What to work on
Copy each line below that includes "mountain".

Exercise inputs

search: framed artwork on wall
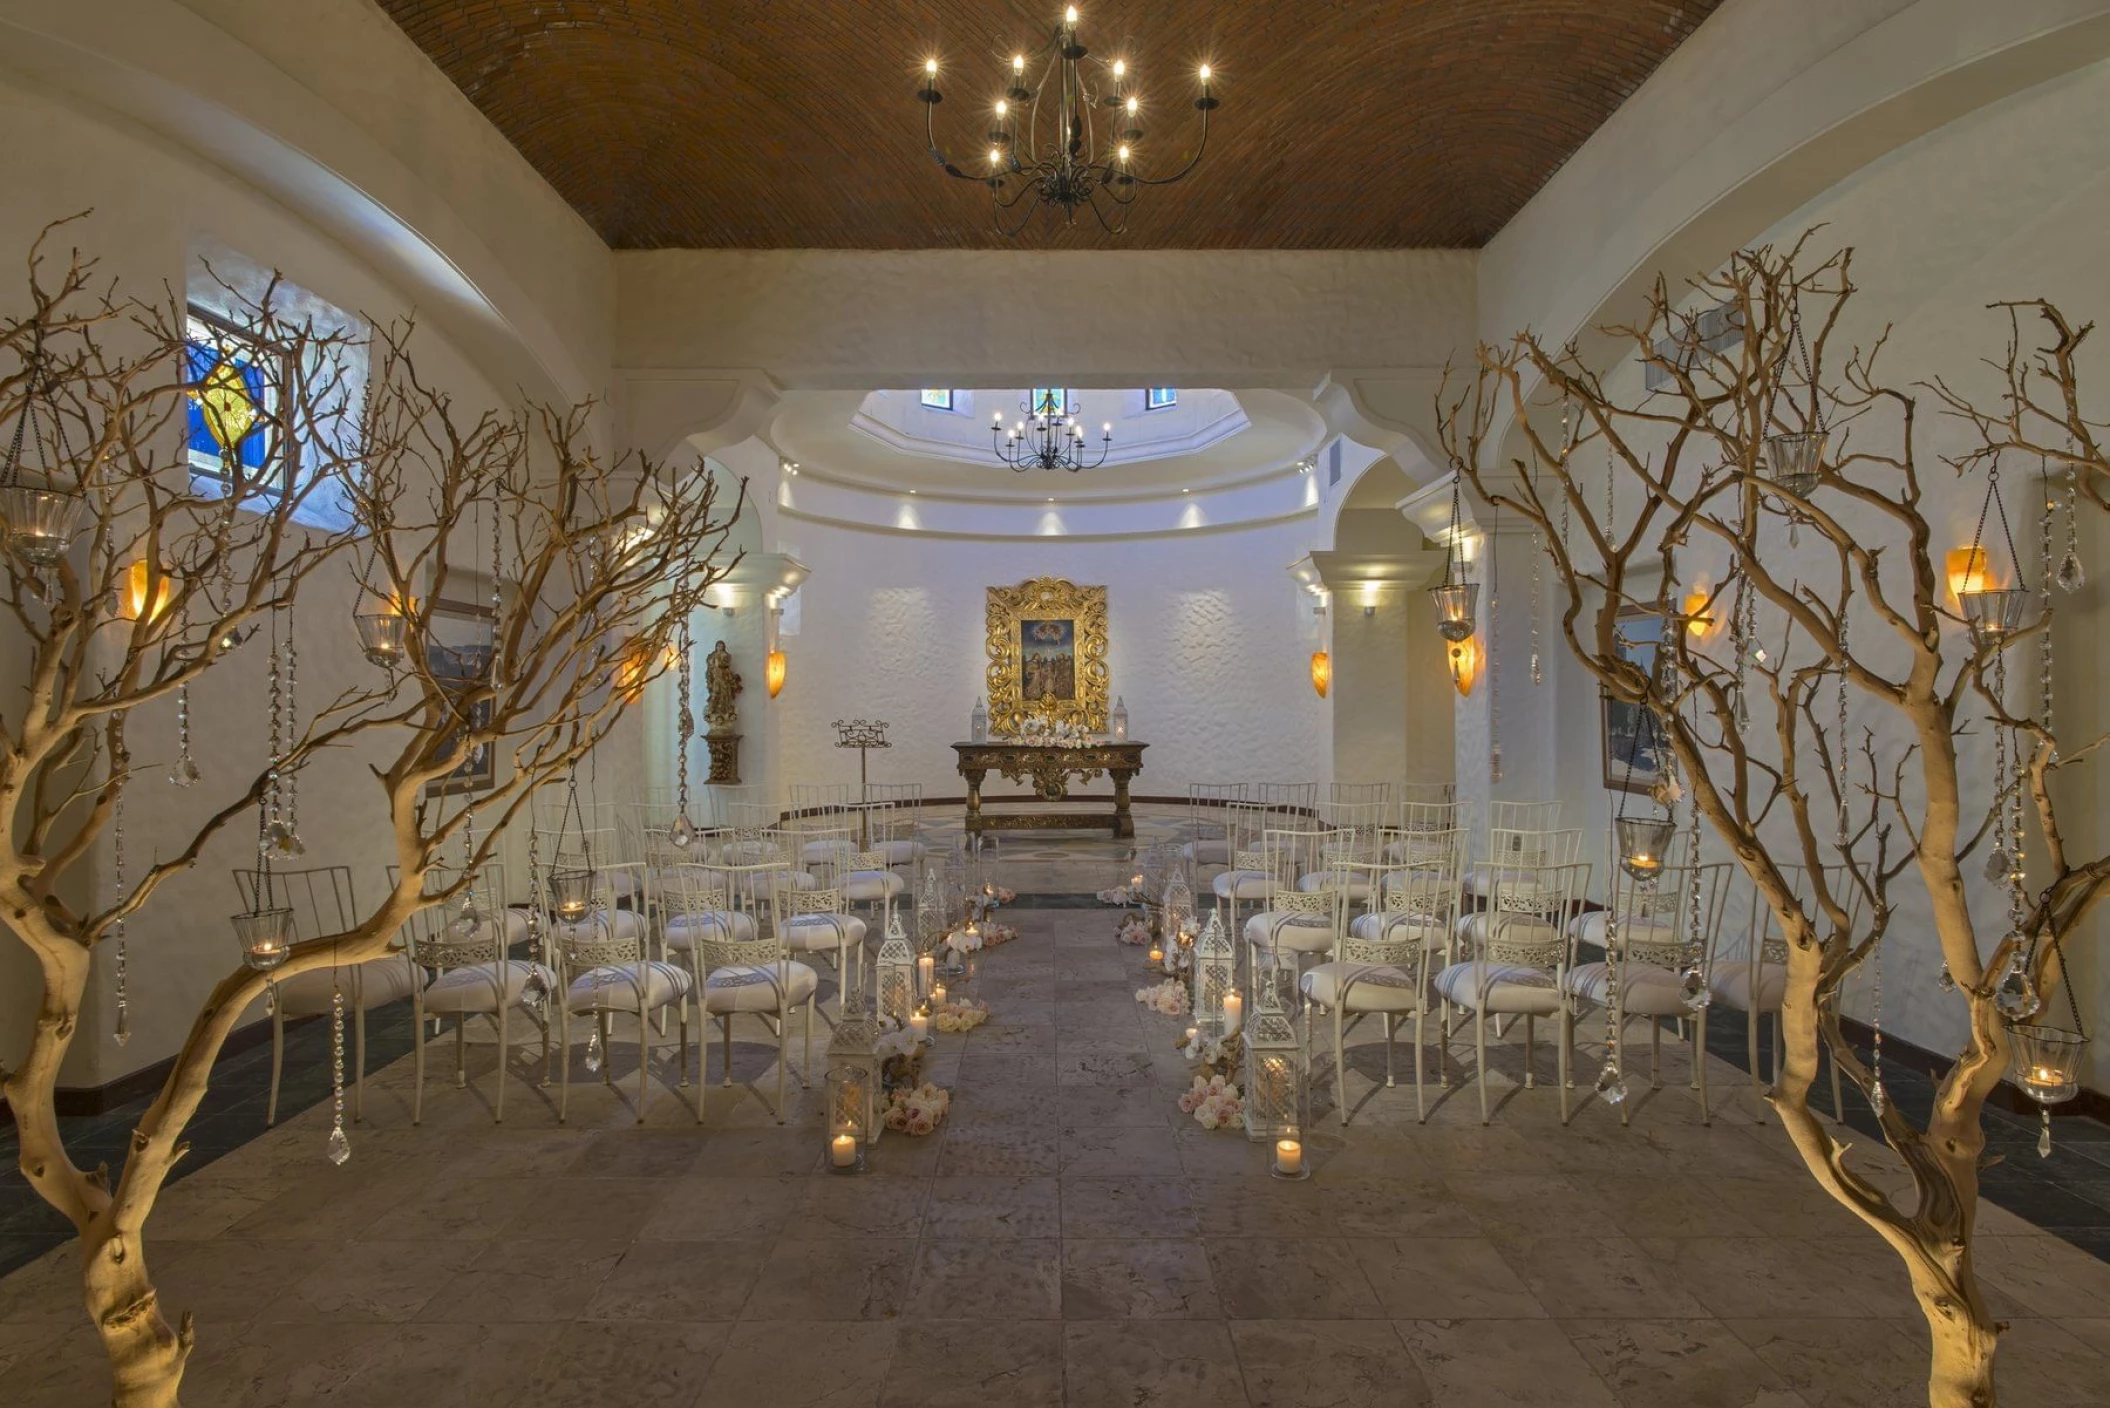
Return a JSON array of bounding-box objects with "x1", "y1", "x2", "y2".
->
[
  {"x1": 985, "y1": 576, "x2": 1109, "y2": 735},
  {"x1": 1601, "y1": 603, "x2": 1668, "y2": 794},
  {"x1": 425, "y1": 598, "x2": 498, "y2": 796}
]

--

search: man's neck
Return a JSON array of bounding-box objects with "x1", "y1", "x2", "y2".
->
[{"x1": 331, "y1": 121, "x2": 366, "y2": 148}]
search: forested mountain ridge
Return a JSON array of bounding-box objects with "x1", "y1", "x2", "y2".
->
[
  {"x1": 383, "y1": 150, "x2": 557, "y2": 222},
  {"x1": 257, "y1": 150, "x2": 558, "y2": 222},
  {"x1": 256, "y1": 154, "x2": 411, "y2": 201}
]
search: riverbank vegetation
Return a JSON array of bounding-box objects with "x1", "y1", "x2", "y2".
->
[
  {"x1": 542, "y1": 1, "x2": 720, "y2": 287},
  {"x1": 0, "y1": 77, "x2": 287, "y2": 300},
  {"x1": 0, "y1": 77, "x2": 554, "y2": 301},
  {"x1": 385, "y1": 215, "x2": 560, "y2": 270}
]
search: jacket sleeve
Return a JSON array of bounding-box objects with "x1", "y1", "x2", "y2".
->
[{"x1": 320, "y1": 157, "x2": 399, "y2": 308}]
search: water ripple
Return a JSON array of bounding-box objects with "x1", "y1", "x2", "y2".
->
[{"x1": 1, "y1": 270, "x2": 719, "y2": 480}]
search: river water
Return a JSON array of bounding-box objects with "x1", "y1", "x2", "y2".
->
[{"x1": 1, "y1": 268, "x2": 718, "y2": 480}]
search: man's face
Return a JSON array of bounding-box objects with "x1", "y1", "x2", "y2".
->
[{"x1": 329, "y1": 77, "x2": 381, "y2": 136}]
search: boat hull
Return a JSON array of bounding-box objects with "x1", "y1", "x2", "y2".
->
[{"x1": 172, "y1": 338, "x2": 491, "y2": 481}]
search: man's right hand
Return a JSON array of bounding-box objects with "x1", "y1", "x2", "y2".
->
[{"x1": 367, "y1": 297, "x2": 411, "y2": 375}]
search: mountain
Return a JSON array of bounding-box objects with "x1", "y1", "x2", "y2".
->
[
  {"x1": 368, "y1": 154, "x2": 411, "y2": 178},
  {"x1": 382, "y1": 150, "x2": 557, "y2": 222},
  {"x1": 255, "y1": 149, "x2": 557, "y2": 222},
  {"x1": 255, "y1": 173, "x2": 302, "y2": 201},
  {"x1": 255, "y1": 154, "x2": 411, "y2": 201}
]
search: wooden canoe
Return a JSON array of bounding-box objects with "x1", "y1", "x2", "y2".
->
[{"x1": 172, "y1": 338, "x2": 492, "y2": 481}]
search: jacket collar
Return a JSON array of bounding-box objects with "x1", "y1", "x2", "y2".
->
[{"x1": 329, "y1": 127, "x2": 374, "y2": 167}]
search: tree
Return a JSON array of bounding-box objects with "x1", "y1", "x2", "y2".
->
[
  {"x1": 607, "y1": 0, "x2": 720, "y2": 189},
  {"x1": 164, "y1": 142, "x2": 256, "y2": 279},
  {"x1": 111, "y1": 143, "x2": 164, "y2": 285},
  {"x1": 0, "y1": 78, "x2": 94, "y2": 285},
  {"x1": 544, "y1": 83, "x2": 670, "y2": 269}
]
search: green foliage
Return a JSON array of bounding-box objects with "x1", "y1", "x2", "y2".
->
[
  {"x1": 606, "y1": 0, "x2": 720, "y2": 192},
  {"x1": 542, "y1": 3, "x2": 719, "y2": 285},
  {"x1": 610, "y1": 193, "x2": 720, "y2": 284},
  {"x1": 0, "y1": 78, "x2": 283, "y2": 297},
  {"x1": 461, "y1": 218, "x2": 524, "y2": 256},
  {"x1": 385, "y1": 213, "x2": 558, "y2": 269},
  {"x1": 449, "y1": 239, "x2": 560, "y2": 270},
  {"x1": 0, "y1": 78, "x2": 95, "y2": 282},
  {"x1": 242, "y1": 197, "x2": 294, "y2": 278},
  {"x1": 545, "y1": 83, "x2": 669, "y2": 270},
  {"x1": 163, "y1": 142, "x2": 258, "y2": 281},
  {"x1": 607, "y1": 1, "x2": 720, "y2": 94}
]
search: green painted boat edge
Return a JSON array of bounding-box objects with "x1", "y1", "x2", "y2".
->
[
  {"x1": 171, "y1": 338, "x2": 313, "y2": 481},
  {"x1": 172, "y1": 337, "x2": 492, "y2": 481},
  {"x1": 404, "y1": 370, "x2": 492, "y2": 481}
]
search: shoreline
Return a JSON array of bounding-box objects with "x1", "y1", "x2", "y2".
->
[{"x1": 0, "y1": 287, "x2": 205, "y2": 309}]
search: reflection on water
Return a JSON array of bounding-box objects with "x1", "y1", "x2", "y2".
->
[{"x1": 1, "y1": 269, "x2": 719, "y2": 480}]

Task output
search: forested mountain ridge
search: mountain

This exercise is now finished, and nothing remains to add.